Given data >>
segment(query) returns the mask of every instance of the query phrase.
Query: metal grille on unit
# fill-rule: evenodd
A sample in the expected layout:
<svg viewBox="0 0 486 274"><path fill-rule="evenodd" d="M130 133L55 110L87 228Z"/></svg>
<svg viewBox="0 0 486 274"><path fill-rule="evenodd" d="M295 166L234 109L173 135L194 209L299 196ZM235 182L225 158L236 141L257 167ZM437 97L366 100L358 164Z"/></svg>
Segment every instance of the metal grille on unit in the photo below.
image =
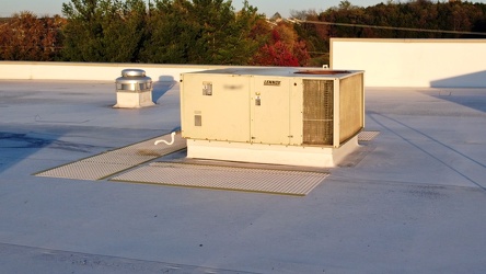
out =
<svg viewBox="0 0 486 274"><path fill-rule="evenodd" d="M333 145L334 81L303 80L303 144Z"/></svg>

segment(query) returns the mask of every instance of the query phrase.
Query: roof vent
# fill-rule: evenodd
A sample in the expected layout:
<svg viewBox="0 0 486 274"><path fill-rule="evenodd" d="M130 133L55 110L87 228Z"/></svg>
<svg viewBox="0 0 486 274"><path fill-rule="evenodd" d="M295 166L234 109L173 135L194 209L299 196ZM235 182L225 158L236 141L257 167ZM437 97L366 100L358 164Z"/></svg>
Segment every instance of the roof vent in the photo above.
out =
<svg viewBox="0 0 486 274"><path fill-rule="evenodd" d="M116 105L113 107L137 109L150 106L152 102L152 79L142 69L124 69L116 79Z"/></svg>

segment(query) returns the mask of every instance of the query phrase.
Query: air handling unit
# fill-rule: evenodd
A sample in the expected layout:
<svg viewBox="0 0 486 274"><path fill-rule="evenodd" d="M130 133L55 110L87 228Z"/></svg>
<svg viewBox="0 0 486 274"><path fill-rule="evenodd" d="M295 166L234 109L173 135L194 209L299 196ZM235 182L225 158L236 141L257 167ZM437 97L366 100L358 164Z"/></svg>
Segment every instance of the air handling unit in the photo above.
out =
<svg viewBox="0 0 486 274"><path fill-rule="evenodd" d="M335 167L364 127L363 71L230 68L181 82L188 158Z"/></svg>

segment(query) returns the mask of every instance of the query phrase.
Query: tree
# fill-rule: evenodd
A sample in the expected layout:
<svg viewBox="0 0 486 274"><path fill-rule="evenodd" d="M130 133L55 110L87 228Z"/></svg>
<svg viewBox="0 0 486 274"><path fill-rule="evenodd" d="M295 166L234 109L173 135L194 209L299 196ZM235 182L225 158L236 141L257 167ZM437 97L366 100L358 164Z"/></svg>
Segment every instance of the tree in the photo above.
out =
<svg viewBox="0 0 486 274"><path fill-rule="evenodd" d="M279 22L271 36L253 58L253 65L261 66L306 66L310 59L306 44L299 38L293 25Z"/></svg>
<svg viewBox="0 0 486 274"><path fill-rule="evenodd" d="M251 36L259 19L247 1L234 12L231 1L155 0L142 61L247 65L258 48Z"/></svg>
<svg viewBox="0 0 486 274"><path fill-rule="evenodd" d="M28 11L13 14L0 25L0 59L48 61L59 58L60 27L65 20L37 18Z"/></svg>
<svg viewBox="0 0 486 274"><path fill-rule="evenodd" d="M71 0L62 3L63 57L71 61L138 61L144 35L143 0Z"/></svg>

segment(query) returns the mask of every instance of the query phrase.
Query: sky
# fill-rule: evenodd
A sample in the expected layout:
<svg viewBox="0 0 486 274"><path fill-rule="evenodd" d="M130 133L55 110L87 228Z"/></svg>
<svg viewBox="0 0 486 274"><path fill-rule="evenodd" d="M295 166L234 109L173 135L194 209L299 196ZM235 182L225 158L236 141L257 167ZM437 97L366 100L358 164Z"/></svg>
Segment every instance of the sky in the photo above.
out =
<svg viewBox="0 0 486 274"><path fill-rule="evenodd" d="M265 13L267 16L271 16L278 12L284 18L290 16L291 10L306 11L312 9L320 12L332 7L337 7L340 1L342 0L248 0L251 5L258 8L258 12ZM402 1L406 2L408 0ZM61 14L62 3L67 2L70 2L70 0L0 0L0 16L10 16L21 11L31 11L37 15ZM349 0L349 2L354 5L368 7L386 2L386 0ZM243 7L243 0L233 0L232 3L235 10L240 10Z"/></svg>
<svg viewBox="0 0 486 274"><path fill-rule="evenodd" d="M271 16L278 12L284 18L289 18L292 10L325 11L329 8L337 7L340 1L342 0L248 0L251 5L258 8L258 12L265 13L267 16ZM387 0L349 0L351 4L359 7L369 7L381 2L386 3L386 1ZM394 1L408 2L409 0ZM432 0L432 2L436 1L437 0ZM37 15L61 14L62 3L65 2L70 2L70 0L0 0L0 16L11 16L13 13L21 11L31 11ZM486 0L470 0L470 2L484 3ZM240 10L243 7L243 0L233 0L232 4L235 10Z"/></svg>

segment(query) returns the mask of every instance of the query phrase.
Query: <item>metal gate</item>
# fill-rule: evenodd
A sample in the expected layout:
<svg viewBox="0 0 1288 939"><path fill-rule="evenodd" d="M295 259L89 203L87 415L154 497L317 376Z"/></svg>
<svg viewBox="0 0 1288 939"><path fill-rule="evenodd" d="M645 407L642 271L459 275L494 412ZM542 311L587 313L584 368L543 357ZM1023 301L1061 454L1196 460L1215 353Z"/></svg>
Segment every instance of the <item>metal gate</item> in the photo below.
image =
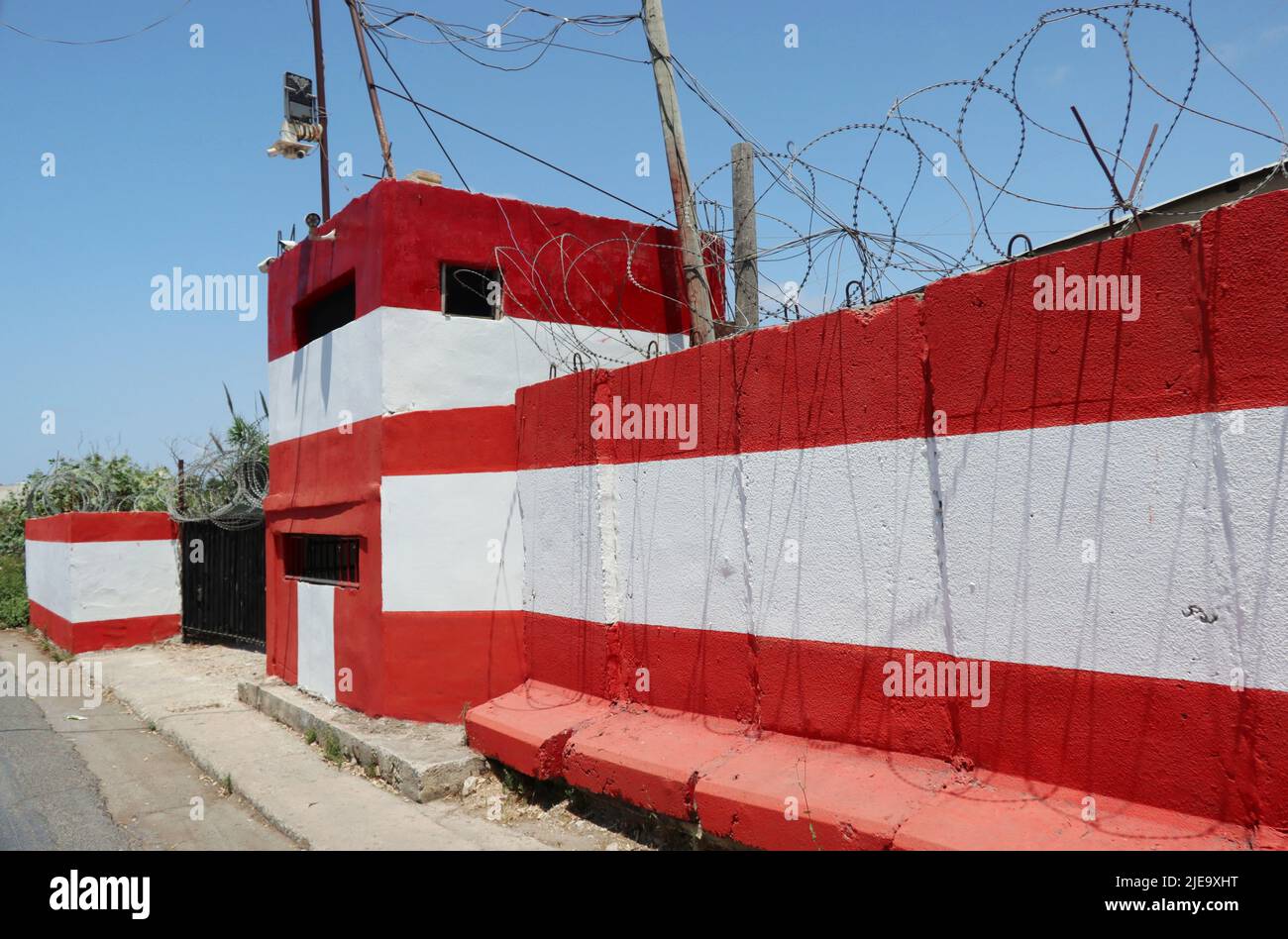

Set problem >> Write out the listing as a numbered list, beginning at its first line and running through the line that contains "145L334 81L303 80L303", with blank lines skipped and the pictures left out.

Answer for this exercise >>
1. segment(query) returns the mask of every instance of the query phrase.
2. Query: metal grille on unit
3. # fill-rule: evenodd
4. A sample in the expected layout:
5. <svg viewBox="0 0 486 274"><path fill-rule="evenodd" d="M130 133L55 110L87 228Z"/></svg>
6. <svg viewBox="0 0 486 274"><path fill-rule="evenodd" d="M295 166L234 109L173 135L194 209L299 196ZM235 182L225 158L236 141L257 167ZM437 97L366 100L358 164Z"/></svg>
7. Segment every instance of the metal grille on unit in the photo below.
8. image =
9. out =
10. <svg viewBox="0 0 486 274"><path fill-rule="evenodd" d="M333 145L334 81L303 80L303 144Z"/></svg>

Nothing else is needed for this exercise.